Notes for Book I Chapter VIII


1. In the alphabet the -"id:r" especially deserves notice, being
of the Latin (-"id:R") and not of the Etruscan form (-"id:D"),
and also the -"id:z" (--"id:XI"); it can only be derived from
the primitive Latin, and must very faithfully represent it. The
language likewise has close affinity with the oldest Latin; -Marci
Acarcelini he cupa-, that is, -Marcius Acarcelinius heic cubat-:
-Menerva A. Cotena La. f...zenatuo sentem..dedet cuando..cuncaptum-,
that is, -Minervae A(ulus?) Cotena La(rtis) f(ilius) de senatus
sententia dedit quando (perhaps=olim) conceptum-. At the same
time with these and similar inscriptions there have been found some
others in a different character and language, undoubtedly Etruscan.

• Rows
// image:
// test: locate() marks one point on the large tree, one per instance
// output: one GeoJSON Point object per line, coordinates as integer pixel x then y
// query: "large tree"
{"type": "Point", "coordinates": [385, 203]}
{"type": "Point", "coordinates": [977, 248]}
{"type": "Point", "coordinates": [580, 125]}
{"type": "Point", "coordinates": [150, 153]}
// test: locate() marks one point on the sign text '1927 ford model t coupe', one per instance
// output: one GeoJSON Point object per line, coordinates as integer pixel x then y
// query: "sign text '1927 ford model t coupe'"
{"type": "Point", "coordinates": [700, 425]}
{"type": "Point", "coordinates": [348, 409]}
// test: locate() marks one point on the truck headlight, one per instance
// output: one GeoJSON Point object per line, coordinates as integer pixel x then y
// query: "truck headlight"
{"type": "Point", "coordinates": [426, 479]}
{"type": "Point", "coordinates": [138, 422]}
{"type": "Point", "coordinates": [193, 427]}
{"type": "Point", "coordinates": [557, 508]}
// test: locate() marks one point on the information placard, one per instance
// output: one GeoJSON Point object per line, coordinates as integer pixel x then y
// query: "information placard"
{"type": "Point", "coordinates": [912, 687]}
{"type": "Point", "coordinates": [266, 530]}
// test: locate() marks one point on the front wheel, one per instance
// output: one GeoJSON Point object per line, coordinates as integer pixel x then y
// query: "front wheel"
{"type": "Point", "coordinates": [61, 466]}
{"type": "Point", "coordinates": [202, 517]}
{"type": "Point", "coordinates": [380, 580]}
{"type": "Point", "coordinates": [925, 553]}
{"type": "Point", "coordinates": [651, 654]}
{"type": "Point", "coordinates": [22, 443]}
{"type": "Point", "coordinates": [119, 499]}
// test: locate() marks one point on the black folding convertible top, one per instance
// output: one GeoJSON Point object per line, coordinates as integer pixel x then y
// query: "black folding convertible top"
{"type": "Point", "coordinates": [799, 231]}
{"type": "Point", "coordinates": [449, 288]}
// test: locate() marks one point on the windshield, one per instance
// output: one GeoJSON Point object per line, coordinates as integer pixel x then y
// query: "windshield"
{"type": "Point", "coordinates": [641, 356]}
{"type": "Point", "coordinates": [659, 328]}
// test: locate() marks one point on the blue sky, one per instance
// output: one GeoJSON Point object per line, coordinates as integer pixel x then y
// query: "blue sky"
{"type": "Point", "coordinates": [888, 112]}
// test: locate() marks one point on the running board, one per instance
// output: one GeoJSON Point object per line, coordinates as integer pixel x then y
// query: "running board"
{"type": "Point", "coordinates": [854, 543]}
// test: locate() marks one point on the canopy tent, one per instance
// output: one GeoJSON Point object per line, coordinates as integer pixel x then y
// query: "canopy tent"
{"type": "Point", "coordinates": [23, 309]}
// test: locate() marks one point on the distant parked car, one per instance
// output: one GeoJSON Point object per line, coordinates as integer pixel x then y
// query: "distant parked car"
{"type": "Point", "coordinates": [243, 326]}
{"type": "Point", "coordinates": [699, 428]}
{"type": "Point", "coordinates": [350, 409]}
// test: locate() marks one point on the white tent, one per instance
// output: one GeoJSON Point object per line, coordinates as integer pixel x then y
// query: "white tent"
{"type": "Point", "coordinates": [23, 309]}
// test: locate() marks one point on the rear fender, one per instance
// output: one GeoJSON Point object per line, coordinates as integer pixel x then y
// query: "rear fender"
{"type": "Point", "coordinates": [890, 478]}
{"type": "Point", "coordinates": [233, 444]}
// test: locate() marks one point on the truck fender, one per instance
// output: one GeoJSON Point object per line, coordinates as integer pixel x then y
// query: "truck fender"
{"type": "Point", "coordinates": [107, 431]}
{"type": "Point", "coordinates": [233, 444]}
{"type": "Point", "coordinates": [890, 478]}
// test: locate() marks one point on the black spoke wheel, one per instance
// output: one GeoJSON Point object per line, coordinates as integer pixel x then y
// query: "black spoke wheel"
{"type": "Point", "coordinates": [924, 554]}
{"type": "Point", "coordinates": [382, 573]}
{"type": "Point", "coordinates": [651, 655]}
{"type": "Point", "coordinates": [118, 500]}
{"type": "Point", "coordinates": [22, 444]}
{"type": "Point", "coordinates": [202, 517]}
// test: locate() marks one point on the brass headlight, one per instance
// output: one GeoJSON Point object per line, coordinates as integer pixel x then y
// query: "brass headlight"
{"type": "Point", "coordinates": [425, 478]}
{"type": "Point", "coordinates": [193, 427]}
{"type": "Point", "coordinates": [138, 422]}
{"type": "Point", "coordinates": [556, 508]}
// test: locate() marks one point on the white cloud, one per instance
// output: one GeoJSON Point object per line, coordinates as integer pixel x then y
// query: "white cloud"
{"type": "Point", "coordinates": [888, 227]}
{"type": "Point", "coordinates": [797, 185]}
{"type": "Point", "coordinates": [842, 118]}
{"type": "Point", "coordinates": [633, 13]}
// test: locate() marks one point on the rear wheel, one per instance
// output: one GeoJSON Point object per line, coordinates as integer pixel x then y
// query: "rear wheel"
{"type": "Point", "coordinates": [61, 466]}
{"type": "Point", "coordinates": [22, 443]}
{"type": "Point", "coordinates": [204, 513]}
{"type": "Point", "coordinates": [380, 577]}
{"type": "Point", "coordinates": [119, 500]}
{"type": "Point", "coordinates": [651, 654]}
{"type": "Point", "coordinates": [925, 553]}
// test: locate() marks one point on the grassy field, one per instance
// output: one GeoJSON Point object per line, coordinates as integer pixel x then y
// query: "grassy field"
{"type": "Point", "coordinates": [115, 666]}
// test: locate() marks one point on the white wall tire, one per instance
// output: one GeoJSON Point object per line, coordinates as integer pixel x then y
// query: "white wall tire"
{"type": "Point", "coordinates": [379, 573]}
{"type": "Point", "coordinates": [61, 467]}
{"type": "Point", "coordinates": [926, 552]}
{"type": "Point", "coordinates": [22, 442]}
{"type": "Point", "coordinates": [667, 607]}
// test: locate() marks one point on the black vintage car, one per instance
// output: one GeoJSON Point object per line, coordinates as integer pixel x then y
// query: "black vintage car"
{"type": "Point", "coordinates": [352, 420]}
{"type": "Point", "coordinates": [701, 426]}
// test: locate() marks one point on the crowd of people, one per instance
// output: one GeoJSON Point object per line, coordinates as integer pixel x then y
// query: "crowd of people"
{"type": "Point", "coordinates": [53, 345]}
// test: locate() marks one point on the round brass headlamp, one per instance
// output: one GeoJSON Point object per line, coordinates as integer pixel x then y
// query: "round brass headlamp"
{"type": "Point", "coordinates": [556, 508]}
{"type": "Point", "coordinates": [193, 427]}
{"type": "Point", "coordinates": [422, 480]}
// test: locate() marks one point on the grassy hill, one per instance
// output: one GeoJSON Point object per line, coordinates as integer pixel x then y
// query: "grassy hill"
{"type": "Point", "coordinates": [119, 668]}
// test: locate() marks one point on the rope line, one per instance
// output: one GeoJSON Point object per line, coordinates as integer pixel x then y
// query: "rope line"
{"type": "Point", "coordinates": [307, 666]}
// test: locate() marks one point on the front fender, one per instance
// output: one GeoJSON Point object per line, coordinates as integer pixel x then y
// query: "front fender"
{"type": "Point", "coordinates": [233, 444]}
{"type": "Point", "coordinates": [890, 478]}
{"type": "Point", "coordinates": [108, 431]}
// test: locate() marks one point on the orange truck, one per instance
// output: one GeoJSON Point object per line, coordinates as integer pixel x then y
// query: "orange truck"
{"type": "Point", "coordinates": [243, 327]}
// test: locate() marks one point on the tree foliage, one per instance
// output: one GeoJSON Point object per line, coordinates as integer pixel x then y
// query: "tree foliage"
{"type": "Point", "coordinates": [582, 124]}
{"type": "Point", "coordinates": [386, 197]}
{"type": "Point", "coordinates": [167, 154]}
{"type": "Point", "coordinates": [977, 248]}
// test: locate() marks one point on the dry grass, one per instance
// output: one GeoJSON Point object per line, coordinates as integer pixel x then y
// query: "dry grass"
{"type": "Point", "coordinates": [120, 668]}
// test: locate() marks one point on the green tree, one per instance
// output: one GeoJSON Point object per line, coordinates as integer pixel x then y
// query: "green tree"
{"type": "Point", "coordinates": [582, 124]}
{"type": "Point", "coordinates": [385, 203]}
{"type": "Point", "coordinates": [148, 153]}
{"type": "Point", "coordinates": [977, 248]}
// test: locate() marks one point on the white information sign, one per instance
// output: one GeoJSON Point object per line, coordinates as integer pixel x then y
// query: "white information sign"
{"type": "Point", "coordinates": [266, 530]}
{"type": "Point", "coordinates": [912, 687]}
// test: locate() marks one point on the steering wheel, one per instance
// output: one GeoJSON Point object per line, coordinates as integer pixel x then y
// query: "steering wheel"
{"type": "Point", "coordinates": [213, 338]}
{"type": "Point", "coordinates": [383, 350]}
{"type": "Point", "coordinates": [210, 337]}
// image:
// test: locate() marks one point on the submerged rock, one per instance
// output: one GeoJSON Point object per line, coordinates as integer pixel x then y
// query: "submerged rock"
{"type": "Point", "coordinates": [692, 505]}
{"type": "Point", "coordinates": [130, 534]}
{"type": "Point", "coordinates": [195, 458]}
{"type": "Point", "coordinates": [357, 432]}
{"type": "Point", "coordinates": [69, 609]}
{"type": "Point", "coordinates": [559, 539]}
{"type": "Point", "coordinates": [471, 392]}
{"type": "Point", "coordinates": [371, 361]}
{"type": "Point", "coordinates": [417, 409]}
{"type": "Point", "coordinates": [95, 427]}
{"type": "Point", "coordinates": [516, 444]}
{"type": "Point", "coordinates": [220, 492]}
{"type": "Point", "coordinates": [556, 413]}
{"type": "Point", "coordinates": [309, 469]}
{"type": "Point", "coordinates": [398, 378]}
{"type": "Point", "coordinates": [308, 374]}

• Objective 1
In the Book I Chapter VIII notes, what else was found along with these and similar inscriptions?
• Objective 2
Rewrite the paragraph of the Book I Chapter VIII notes that begins "In the alphabet" as a short list of its main facts.

• Worked solution 1
Some other inscriptions in a different character and language, undoubtedly Etruscan.

• Worked solution 2
- The alphabet's r has the Latin form, not the Etruscan one. The alphabet also uses z.
- So the alphabet can only derive from primitive Latin, which it must represent very faithfully.
- The language is also closely related to the oldest Latin. "Marci Acarcelini he cupa" means "Marcius Acarcelinius heic cubat." "Menerva A. Cotena La. f...zenatuo sentem..dedet cuando..cuncaptum" means "Minervae A(ulus?) Cotena La(rtis) f(ilius) de senatus sententia dedit quando (perhaps=olim) conceptum."
- Other inscriptions, in a different character and language that is undoubtedly Etruscan, were found along with these.